▸ **Questions**:
**A)** In the account of the SB 972 celebration below, condense the paragraph beginning "The fight for street vendors was a fight for dignity" into a short bulleted list that retains its main facts.
**B)** Write out the passage of the account of the SB 972 celebration below between "Before leaving Mariachi" and "mean for her.", inclusive, without changing any of its wording.
**C)** Extend the account of the SB 972 celebration and the street vendors' campaign below, continuing from its final sentence.

▸ **Excerpt**:
On the last Friday night of September, Mariachi Plaza was bursting with beautiful music and enticing aromas. It’s always bustling on a weekend, but this night was different.
Hundreds of cheerful street vendors, advocates, and supporters were gathered to celebrate the signing of SB 972 by Governor Gavin Newsom, which modernized the California Retail Food Code to be inclusive of street vendors.
This moment was special for street vendors in California. They made history by organizing, mobilizing, and fighting for their rights. This is a victory that will be retold alongside other stories of social justice movements, like the Justice for Janitors campaign and the United Farm Workers movement.
As I walked along all the food stands, I connected with vendors, community organizers, and other leaders who led this fight. Many of these leaders participated in the creation of the statewide coalition that won SB 972, and many were the same community members I once worked alongside.
In 2018, I had the opportunity to organize with vendors in Boyle Heights and the San Fernando Valley. For years, street vendors had been fighting criminalization and harassment. As one of two organizers on the ground, we prioritized co-organizing demonstrations with vendors when they were attacked or swept by the city. The saying I heard on the frontline was: if they mess with one of us, they mess with all of us.
Si se meten con una hormiga se meten con el hormiguero.
The fight for street vendors was a fight for dignity. The road to SB 972 was paved by vendors’ relentless organizing, participation in forums and city council meetings, and one-on-one conversations with leaders throughout the region. These vendors stirred up “good trouble” in the form of civil disobedience, flooding council members’ offices, taking-over streets, and demonstrating at police stations. These countless years of organizing are what got SB 972 across the finish line.
Before leaving Mariachi Plaza, I stopped and spoke with Caridad Vasquez, a seasoned vendor leader who has long been involved in this fight. We made plans to speak the following week to talk about the impact of SB 972 and what this bill would mean for her.

▸ **Records shown**:

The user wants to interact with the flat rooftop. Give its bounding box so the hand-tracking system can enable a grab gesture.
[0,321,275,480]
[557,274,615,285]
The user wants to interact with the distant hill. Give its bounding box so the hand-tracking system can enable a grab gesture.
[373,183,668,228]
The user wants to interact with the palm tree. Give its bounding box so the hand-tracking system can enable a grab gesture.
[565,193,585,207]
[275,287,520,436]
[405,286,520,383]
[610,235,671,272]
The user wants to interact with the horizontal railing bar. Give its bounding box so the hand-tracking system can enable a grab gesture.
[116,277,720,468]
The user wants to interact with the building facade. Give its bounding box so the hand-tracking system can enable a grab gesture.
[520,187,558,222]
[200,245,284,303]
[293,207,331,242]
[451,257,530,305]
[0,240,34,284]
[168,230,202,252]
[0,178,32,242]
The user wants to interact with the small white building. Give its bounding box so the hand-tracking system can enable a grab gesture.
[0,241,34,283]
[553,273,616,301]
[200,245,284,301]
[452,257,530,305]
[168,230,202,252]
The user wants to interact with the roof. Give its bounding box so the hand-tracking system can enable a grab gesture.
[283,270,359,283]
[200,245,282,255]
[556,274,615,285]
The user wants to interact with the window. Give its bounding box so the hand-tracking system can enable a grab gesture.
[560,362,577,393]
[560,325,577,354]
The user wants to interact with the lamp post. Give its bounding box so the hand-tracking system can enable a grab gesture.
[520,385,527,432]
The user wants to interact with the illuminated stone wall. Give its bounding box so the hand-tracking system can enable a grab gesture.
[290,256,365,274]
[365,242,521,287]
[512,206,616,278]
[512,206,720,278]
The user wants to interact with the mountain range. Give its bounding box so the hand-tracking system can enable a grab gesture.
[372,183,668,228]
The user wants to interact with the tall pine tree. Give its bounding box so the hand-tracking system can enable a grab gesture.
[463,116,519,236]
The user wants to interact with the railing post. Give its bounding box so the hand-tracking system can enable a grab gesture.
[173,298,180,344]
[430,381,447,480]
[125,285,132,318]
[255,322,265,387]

▸ **Replies**:
**A)**
- The street vendors' fight was a fight for dignity.
- SB 972 came about through vendors' persistent organizing, their participation in forums and city council meetings, and one-on-one conversations with leaders across the region.
- Vendors engaged in "good trouble" through civil disobedience, flooding council members' offices, taking over streets, and demonstrating at police stations.
- Years of this organizing secured the passage of SB 972.

**B)**
Before leaving Mariachi Plaza, I stopped and spoke with Caridad Vasquez, a seasoned vendor leader who has long been involved in this fight. We made plans to speak the following week to talk about the impact of SB 972 and what this bill would mean for her.

**C)**
She told me, “finally, justice was done for all street vendors, we can finally make a living legally. For so long, politicians and critics said that a food permit would not be possible, but here we are!”
Caridad has been a street vendor for over 40 years and has been part of the street vendor justice movement since the early 2000’s, when the LA Street Vendor Campaign was just taking shape. She was rejoiceful and looking forward to the work her organization Vendedores en Acción (Vendors in Action) will be involved in the following months.
She says, “many of us are recovering from the pandemic, some of us are still unemployed, others are behind on rent, and people’s recovery from the pandemic means supporting sidewalk vending.”
Caridad stresses that we should support the street vendor movement and continue to ensure a just implementation takes shape.
“Messing with the local sidewalk vendors means messing with all of us – we can all play a part by stopping injustice when we see it happen, we have a duty to contact elected officials and demand they continue to support the working people of our communities.”
Caridad is correct. Many vendor leaders like her are preparing at this moment to ensure implementation of SB 972 is a just one. Across the state, from Oakland to San Bernardino vendors and community advocates are assembling. This is just the beginning of another chapter in the story of this movement.
Until then, we should stand by and be ready to join the fight because… si se meten con una hormiga se meten con el hormiguero.